What is expected:
Report the number of lines of the listing below containing the string "band", with nothing added.

Supplied information:
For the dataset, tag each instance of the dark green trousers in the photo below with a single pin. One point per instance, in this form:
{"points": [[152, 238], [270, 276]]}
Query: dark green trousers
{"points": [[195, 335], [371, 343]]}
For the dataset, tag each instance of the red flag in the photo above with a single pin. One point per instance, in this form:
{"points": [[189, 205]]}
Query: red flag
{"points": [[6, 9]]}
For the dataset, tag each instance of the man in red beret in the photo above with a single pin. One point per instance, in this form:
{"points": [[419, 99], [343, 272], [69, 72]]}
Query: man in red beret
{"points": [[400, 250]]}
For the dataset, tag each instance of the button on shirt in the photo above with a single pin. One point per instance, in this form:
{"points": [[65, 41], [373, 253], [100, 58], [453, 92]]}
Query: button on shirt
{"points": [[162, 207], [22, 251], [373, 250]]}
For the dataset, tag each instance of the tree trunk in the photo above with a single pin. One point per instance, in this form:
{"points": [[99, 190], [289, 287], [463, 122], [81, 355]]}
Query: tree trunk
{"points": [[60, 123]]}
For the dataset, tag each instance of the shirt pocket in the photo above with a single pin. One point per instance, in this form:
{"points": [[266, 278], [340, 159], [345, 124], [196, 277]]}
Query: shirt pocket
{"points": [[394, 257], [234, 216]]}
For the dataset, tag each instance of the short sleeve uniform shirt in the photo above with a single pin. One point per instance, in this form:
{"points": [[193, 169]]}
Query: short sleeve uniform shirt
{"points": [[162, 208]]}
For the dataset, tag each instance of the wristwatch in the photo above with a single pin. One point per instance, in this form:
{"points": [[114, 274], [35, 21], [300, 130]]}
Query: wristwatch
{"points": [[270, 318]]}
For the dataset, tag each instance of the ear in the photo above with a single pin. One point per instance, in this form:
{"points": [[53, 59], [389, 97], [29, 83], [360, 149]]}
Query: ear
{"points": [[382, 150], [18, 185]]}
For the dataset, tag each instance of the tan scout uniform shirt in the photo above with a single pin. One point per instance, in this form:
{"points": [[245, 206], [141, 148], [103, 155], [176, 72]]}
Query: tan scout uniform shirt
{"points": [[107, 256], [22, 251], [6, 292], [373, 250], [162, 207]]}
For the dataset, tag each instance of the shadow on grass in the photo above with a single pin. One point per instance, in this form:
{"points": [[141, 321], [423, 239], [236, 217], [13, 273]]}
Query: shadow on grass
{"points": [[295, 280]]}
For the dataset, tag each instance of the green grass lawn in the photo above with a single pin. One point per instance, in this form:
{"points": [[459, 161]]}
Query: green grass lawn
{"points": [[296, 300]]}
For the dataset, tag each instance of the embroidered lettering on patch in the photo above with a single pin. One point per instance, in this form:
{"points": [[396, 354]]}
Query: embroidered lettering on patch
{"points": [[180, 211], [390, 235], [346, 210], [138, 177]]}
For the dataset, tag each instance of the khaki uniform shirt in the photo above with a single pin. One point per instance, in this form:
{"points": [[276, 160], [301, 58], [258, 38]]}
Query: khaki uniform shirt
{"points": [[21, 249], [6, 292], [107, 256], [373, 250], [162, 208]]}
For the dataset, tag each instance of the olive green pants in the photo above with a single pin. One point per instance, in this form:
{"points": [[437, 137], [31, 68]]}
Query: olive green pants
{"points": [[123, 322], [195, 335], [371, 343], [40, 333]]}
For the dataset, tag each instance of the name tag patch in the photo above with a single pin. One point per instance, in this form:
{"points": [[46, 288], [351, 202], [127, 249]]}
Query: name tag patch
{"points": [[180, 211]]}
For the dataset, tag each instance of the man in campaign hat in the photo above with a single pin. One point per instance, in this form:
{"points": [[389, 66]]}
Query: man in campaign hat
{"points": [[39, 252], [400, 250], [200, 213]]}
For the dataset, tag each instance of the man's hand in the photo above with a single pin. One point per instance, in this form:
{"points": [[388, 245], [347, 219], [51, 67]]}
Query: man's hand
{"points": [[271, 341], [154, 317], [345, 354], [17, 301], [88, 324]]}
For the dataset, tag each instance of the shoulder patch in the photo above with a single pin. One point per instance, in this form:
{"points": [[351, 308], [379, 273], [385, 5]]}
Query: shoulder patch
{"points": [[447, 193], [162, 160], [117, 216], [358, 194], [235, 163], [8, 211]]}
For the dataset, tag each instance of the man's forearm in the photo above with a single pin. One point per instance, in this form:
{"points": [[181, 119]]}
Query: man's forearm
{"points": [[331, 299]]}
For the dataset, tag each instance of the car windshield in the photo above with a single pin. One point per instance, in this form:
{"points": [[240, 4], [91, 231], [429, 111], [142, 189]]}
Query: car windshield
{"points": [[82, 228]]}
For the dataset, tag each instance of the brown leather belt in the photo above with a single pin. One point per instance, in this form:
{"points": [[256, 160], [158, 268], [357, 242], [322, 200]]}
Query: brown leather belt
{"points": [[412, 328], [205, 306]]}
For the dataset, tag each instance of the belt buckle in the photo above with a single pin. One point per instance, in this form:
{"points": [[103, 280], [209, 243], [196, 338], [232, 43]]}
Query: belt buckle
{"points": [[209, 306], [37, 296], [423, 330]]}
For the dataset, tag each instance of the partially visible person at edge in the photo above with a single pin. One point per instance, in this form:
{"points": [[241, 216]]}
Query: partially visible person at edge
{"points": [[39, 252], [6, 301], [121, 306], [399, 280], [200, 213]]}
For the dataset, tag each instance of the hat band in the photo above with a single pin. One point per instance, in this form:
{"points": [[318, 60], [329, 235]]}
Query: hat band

Your response:
2